Task objective
Rewrite all of the rows below, changing every "positive clicks" to "foreground clicks" and leaving everything else as it is.

Study material

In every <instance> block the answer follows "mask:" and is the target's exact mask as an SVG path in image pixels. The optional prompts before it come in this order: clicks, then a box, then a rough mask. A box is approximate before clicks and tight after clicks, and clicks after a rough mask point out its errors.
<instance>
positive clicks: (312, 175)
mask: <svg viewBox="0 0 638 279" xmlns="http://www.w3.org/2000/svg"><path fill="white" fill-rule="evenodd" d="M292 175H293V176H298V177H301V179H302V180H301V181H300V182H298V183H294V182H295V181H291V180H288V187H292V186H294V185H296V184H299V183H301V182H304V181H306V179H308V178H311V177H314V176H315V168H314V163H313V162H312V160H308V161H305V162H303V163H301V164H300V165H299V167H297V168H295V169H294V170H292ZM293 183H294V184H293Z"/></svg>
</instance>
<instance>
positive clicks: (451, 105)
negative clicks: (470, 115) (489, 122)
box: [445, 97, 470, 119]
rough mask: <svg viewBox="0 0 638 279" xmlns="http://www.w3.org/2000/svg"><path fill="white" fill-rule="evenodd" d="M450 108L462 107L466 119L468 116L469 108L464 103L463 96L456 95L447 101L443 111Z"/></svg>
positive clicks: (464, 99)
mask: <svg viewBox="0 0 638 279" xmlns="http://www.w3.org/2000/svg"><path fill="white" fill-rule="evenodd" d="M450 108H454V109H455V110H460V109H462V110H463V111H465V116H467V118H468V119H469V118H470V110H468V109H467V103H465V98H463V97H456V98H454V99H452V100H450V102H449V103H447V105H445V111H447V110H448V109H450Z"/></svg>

Task output
In every <instance> block the answer follows "mask:" and is the target's exact mask as an SVG path in image pixels. The optional prompts before it come in this order: clicks, then a box, then a rough mask. A box is approximate before clicks and tight after clicks, and clicks after a rough mask point out its errors.
<instance>
foreground clicks: (312, 175)
mask: <svg viewBox="0 0 638 279" xmlns="http://www.w3.org/2000/svg"><path fill="white" fill-rule="evenodd" d="M292 175H293V176H298V177H301V179H302V180H301V181H300V182H298V183H294V182H295V181H291V180H288V187H292V186H294V185H296V184H299V183H301V182H304V181H306V179H308V178H311V177H314V176H315V168H314V163H313V162H312V160H308V161H305V162H303V163H301V164H300V165H299V167H297V168H295V169H294V170H292ZM293 183H294V184H293Z"/></svg>
</instance>
<instance>
foreground clicks: (451, 105)
negative clicks: (470, 115) (489, 122)
box: [445, 97, 470, 119]
rough mask: <svg viewBox="0 0 638 279" xmlns="http://www.w3.org/2000/svg"><path fill="white" fill-rule="evenodd" d="M450 108L462 107L466 119L468 116L469 108L464 103L463 96L456 95L447 101L443 111Z"/></svg>
foreground clicks: (464, 99)
mask: <svg viewBox="0 0 638 279" xmlns="http://www.w3.org/2000/svg"><path fill="white" fill-rule="evenodd" d="M450 108H454V109H455V110H460V109H462V110H463V111H465V116H467V118H468V119H469V118H470V110H468V109H467V103H465V98H463V97H456V98H454V99H452V100H450V102H449V103H447V105H445V111H447V110H448V109H450Z"/></svg>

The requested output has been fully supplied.